Image box annotation records:

* Start *

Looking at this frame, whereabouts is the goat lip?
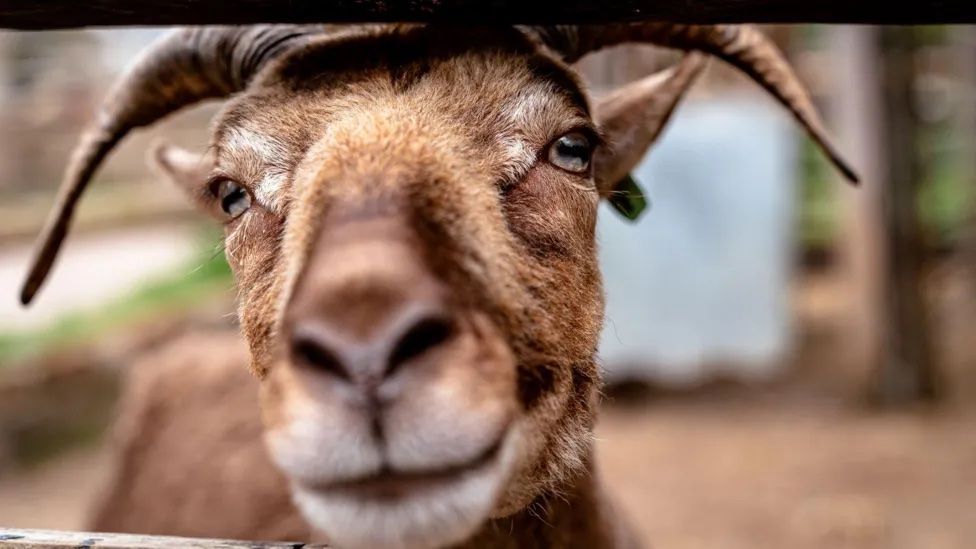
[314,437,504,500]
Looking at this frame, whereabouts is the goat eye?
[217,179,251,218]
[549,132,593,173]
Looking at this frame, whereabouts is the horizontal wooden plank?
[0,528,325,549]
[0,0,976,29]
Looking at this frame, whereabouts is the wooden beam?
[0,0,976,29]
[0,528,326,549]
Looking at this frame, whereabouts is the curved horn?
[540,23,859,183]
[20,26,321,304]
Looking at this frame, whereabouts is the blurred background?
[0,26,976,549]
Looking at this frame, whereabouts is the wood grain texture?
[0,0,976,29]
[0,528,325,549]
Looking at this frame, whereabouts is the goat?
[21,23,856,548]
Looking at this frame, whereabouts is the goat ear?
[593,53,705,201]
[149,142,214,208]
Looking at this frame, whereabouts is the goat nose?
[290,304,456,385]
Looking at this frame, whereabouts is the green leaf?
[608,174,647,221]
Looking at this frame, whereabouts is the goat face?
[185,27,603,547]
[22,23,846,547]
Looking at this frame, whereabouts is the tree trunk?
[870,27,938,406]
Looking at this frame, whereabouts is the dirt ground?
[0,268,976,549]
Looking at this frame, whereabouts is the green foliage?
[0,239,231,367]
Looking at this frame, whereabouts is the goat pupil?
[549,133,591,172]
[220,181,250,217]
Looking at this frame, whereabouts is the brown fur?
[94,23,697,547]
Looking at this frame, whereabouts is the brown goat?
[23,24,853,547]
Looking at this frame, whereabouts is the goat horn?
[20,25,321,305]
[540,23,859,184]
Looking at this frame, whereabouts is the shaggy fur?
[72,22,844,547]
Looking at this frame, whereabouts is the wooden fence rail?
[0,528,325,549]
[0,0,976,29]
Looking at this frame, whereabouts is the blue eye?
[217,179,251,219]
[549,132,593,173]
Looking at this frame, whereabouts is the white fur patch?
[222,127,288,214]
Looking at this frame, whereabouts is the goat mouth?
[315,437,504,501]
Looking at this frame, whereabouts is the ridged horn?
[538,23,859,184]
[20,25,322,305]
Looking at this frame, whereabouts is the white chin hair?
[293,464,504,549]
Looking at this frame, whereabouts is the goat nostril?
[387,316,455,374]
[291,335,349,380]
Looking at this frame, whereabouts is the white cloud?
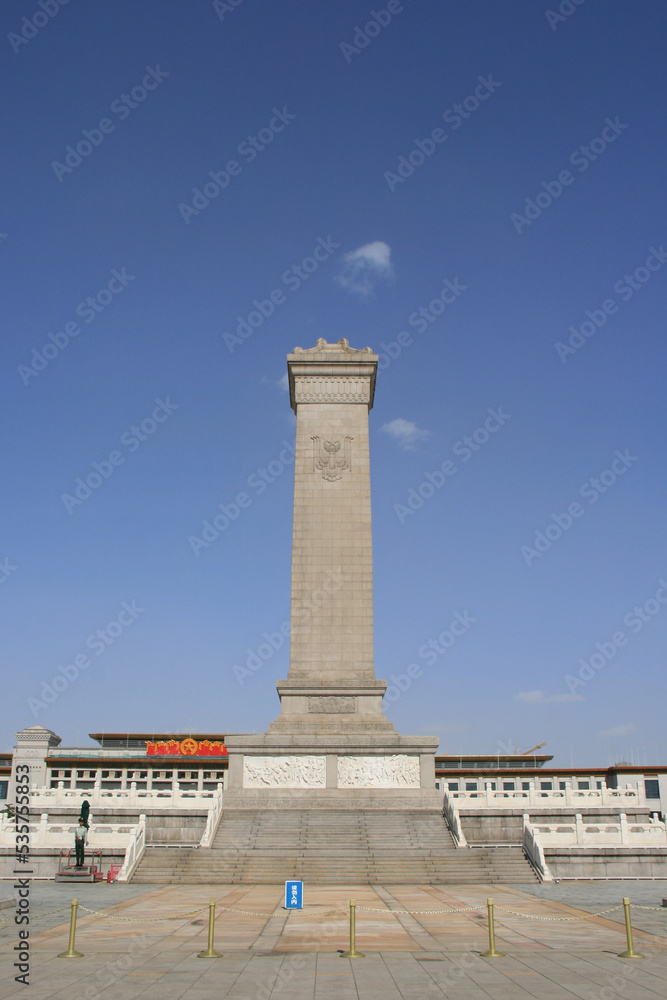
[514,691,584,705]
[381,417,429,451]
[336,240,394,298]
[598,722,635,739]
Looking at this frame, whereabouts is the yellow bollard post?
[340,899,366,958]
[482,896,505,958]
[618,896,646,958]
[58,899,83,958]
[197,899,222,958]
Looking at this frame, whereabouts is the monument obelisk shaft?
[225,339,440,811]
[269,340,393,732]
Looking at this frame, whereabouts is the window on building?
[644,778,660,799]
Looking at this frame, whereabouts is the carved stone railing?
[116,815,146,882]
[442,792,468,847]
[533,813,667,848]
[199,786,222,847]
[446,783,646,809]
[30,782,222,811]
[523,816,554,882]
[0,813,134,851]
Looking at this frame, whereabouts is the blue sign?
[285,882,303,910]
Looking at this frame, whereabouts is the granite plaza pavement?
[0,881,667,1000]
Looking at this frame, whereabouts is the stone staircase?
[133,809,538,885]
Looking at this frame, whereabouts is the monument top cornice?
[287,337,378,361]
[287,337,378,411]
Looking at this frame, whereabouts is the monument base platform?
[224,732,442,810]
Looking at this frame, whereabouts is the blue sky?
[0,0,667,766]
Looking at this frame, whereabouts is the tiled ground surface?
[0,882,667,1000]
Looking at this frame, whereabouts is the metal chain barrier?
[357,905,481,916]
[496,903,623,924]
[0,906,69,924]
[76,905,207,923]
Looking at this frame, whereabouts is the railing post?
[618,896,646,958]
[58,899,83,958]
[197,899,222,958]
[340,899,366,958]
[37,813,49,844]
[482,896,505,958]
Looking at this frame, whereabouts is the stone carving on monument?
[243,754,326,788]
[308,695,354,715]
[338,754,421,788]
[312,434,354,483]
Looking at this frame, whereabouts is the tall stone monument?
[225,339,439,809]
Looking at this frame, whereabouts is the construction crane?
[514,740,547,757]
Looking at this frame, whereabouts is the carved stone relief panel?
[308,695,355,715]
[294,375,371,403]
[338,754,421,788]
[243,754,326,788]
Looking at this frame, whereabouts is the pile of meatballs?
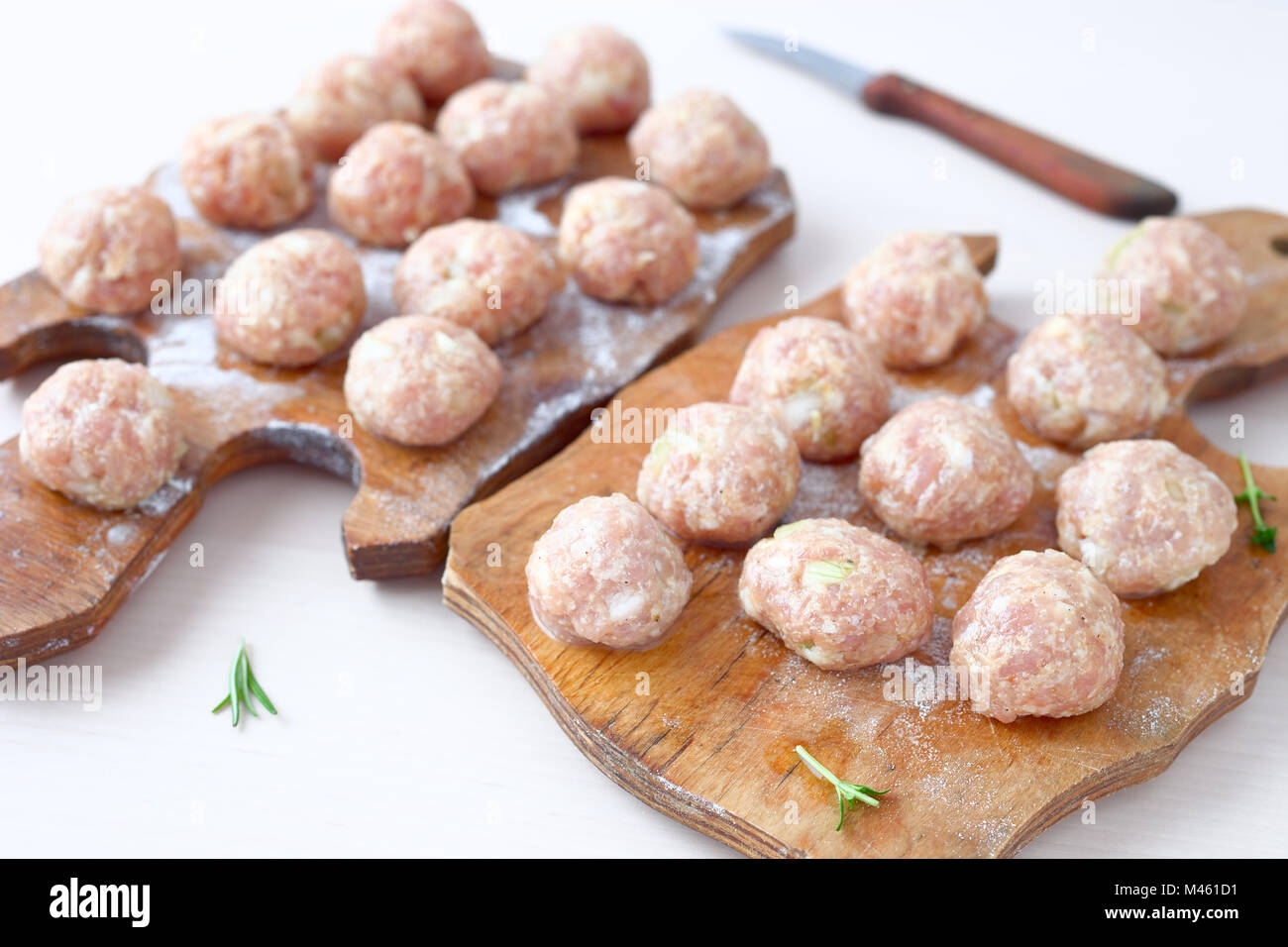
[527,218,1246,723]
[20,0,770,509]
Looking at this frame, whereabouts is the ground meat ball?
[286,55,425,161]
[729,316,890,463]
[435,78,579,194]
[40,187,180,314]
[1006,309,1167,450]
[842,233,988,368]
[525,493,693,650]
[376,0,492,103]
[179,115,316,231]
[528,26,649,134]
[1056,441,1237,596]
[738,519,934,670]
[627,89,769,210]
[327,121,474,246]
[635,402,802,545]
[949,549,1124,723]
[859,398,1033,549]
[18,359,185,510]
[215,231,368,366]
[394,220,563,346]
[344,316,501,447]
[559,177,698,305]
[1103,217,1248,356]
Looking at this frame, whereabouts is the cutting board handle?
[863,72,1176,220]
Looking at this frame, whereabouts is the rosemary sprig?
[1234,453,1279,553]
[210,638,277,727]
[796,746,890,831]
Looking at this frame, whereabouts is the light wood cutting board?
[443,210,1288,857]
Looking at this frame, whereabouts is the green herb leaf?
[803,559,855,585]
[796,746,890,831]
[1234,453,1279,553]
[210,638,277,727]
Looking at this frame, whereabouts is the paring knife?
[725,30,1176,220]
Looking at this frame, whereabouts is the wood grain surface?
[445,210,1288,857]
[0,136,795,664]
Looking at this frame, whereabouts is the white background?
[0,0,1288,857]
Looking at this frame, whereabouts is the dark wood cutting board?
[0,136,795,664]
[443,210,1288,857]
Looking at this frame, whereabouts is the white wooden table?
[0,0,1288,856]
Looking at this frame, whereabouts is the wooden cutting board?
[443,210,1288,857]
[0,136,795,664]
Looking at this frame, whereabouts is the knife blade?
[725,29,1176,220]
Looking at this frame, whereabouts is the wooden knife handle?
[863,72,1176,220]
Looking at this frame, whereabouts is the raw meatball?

* End *

WHAT YOU SHOULD DO: Rewrite the listing from its start through the line containing "[20,26,321,304]", replacing "frame" with "image" and leaving all else unchanged. Omit the pictures from your answer.

RESULT:
Looking at this image, whereabouts is the goat lip?
[314,437,504,500]
Looking at this image, whereabouts is the goat eye?
[217,179,251,218]
[549,132,593,173]
Looking at this image, whereabouts is the horizontal wooden plank?
[0,528,325,549]
[0,0,976,29]
Looking at this image, whereabouts is the wooden beam?
[0,0,976,29]
[0,528,326,549]
Looking at this image, whereabouts is the curved horn?
[540,23,859,183]
[20,26,321,304]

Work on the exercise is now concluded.